- [Stated goal]: Report how many lines in the listing below contain the string "woman". Case counts. Give only the number.

- [Supplied entries]:
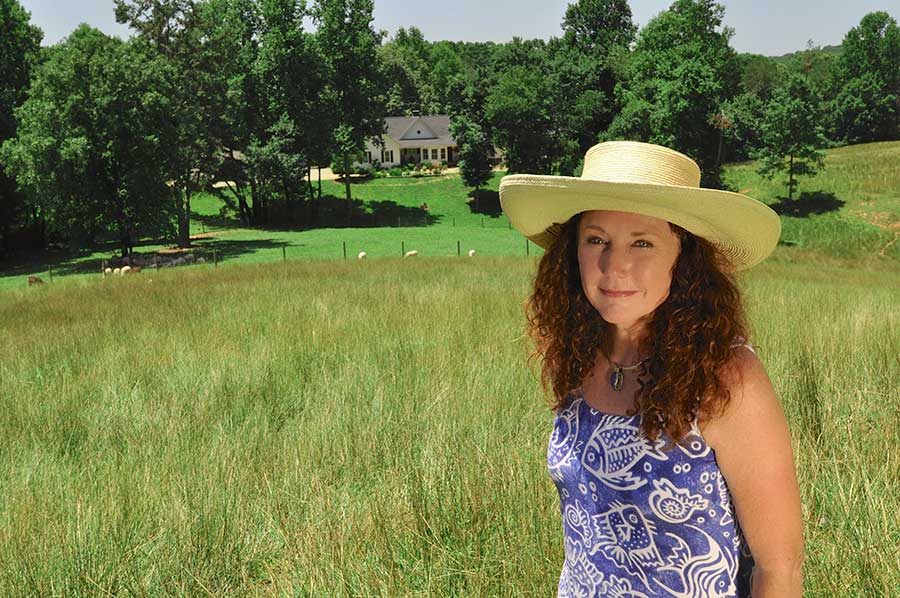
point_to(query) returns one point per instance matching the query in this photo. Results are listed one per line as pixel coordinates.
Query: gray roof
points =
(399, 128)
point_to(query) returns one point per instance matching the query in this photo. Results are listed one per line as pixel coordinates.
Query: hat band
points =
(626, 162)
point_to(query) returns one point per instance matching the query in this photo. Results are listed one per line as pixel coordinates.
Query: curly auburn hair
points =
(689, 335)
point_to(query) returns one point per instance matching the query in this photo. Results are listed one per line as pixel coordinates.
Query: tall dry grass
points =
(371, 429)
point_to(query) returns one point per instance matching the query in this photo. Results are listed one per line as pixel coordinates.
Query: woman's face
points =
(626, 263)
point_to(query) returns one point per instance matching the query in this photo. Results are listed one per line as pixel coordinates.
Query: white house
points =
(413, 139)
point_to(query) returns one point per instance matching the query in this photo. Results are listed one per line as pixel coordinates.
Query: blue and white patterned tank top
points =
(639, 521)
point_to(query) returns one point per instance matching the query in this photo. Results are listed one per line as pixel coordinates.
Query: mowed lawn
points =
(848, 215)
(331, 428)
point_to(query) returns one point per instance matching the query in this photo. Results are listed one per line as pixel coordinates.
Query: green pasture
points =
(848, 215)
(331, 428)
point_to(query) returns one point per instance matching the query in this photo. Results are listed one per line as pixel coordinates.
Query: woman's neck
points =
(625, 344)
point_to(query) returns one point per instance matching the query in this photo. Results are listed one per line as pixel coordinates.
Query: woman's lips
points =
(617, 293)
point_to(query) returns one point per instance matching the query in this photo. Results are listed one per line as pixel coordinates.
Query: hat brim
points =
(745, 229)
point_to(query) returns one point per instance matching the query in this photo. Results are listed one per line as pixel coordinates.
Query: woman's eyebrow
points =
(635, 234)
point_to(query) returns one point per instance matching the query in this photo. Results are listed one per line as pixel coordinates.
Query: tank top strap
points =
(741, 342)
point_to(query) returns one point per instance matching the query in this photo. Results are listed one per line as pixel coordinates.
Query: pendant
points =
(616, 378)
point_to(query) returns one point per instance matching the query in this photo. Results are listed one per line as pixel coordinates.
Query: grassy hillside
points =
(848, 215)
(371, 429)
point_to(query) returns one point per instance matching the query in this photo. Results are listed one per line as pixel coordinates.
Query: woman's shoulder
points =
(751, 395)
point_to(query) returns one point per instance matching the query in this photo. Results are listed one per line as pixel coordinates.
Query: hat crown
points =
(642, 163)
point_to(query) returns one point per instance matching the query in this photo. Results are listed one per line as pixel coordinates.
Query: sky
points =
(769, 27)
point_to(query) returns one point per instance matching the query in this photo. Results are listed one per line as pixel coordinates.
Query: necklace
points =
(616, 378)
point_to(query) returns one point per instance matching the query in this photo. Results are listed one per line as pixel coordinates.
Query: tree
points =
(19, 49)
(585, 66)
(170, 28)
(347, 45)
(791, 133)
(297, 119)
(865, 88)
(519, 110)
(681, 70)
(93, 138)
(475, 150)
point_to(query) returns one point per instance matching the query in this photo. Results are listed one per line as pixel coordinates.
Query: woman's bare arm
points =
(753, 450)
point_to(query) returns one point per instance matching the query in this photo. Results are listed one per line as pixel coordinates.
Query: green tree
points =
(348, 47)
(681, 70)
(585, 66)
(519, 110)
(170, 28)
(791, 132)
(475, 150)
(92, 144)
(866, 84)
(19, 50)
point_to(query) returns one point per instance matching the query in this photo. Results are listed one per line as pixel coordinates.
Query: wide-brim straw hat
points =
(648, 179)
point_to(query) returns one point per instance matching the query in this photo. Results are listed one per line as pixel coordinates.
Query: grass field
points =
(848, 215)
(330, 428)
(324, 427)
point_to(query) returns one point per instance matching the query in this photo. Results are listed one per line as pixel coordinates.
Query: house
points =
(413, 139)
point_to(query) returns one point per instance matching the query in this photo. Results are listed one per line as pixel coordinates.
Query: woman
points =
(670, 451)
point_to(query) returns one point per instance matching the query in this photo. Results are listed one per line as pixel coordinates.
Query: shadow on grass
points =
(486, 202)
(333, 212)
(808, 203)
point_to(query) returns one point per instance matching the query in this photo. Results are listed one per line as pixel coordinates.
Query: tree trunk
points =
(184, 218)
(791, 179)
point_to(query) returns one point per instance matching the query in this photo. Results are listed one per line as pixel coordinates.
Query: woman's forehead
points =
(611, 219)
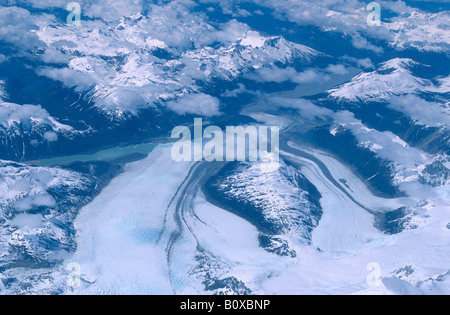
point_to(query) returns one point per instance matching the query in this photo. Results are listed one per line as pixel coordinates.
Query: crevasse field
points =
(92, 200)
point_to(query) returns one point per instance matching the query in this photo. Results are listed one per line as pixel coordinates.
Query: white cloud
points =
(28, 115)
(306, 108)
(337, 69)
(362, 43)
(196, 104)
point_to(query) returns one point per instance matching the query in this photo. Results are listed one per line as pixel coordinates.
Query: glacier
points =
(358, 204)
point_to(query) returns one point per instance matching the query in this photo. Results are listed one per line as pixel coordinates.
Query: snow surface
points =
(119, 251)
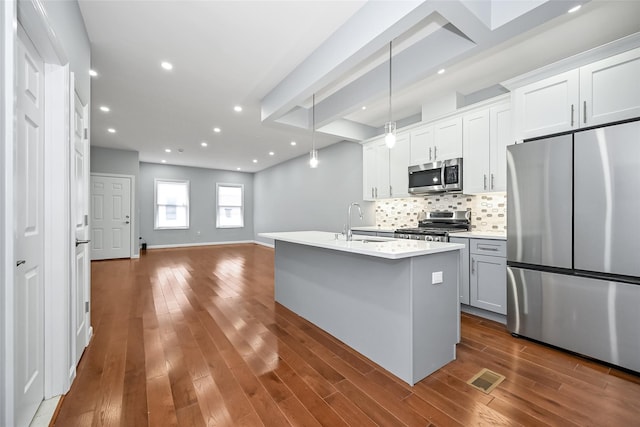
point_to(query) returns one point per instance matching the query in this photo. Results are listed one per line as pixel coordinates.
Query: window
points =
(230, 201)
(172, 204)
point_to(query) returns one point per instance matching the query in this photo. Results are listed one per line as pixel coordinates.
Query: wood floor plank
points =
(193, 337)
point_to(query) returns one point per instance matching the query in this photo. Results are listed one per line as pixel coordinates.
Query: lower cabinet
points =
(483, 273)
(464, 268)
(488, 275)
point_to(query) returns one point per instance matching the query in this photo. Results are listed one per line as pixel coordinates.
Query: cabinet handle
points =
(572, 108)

- [The response]: 8